┌─ THE RECORDS

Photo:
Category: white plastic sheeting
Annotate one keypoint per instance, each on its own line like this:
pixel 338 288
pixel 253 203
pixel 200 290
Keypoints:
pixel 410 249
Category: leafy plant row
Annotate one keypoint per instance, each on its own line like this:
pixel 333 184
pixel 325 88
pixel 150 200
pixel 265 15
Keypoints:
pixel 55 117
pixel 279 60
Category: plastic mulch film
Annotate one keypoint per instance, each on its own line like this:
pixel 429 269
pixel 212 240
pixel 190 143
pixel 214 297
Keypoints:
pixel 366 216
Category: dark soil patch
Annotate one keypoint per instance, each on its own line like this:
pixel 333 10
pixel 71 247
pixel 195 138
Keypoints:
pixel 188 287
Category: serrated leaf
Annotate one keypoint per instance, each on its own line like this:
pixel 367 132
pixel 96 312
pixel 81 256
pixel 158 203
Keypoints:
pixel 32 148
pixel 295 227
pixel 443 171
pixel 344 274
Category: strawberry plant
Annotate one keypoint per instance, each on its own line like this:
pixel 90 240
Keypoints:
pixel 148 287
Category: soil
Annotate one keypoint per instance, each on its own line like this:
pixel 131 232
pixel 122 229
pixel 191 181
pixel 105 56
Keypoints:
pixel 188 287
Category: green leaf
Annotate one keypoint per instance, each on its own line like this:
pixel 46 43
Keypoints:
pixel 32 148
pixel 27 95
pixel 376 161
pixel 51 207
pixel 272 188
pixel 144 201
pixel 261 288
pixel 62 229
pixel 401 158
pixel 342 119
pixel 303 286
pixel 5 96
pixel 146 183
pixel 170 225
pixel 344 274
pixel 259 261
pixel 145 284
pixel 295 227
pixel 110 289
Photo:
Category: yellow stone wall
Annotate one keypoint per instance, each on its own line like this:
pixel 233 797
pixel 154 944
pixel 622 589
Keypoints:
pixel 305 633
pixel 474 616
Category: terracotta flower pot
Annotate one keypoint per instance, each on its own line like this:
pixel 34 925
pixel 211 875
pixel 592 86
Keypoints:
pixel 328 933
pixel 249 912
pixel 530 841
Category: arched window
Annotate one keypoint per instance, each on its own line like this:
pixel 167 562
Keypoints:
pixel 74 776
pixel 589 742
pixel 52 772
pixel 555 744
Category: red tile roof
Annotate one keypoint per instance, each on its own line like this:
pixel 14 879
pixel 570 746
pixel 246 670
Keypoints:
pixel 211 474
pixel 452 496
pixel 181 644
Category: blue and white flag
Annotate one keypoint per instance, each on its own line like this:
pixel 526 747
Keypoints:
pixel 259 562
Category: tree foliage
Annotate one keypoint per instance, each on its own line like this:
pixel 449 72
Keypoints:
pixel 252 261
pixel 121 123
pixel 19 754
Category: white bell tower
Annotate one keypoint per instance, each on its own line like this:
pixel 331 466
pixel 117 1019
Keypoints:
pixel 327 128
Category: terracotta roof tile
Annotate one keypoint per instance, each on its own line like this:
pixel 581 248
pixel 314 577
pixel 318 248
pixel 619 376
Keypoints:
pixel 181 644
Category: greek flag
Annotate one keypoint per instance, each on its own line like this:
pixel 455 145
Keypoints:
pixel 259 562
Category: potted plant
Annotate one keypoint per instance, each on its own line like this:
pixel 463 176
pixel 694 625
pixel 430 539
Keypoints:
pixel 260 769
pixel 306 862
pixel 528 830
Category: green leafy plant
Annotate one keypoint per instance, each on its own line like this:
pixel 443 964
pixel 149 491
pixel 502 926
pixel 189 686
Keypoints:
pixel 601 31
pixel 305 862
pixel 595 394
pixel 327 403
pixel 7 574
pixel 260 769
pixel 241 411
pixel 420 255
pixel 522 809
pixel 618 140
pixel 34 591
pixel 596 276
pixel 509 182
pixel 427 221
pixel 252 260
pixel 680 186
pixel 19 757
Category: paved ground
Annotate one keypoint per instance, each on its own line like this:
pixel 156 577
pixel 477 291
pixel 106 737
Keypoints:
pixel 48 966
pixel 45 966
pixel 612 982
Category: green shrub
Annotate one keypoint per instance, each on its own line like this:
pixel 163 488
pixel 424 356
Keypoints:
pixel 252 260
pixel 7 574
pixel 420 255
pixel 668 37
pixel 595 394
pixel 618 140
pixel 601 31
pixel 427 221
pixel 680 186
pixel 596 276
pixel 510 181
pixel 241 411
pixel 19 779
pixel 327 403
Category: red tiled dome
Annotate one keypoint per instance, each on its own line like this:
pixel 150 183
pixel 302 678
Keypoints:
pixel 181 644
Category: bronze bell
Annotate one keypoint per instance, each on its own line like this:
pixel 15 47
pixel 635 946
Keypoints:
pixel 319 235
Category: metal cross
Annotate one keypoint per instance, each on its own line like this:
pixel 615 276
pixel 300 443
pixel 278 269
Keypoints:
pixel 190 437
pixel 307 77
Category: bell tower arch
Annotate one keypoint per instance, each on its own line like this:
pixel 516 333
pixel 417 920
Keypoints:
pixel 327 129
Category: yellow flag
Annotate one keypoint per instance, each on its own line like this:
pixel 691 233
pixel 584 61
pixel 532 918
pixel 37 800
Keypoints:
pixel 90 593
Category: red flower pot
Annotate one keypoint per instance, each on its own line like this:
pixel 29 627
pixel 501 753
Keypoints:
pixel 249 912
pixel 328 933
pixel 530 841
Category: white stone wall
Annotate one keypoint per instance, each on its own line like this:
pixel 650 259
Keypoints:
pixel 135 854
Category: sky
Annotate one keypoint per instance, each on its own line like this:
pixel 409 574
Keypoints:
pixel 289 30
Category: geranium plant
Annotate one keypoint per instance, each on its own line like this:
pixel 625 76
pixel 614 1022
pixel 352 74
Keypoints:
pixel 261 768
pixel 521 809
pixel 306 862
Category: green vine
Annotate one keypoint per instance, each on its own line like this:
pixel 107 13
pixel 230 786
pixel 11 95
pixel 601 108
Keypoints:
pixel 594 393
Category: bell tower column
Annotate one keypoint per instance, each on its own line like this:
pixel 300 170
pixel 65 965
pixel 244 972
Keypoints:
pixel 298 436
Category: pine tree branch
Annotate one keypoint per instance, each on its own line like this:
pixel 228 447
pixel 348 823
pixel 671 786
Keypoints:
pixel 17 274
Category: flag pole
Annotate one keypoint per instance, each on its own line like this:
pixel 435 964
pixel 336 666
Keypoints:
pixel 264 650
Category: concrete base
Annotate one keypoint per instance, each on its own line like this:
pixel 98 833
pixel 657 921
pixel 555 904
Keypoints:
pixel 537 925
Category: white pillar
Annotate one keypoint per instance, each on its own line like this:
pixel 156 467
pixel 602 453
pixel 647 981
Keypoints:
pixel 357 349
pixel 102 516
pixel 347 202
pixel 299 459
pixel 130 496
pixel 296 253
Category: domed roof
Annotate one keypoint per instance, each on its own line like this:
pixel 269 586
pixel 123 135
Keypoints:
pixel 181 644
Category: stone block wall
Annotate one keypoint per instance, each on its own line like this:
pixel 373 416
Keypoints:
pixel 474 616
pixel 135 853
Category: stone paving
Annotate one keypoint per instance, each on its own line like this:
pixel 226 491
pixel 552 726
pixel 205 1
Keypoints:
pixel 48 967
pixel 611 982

└─

TRY IT → Beginning at the line above that contains "pixel 650 259", return each line exactly through the line that contains "pixel 352 74", and no others.

RESULT FOR THIS TASK →
pixel 650 259
Keypoints:
pixel 135 854
Category: sky
Annotate one keypoint per instance, each on its own line like this:
pixel 409 574
Keypoints:
pixel 289 30
Category: geranium plant
Annotate one keypoint per instance, each on its own line like this:
pixel 625 76
pixel 614 1022
pixel 352 74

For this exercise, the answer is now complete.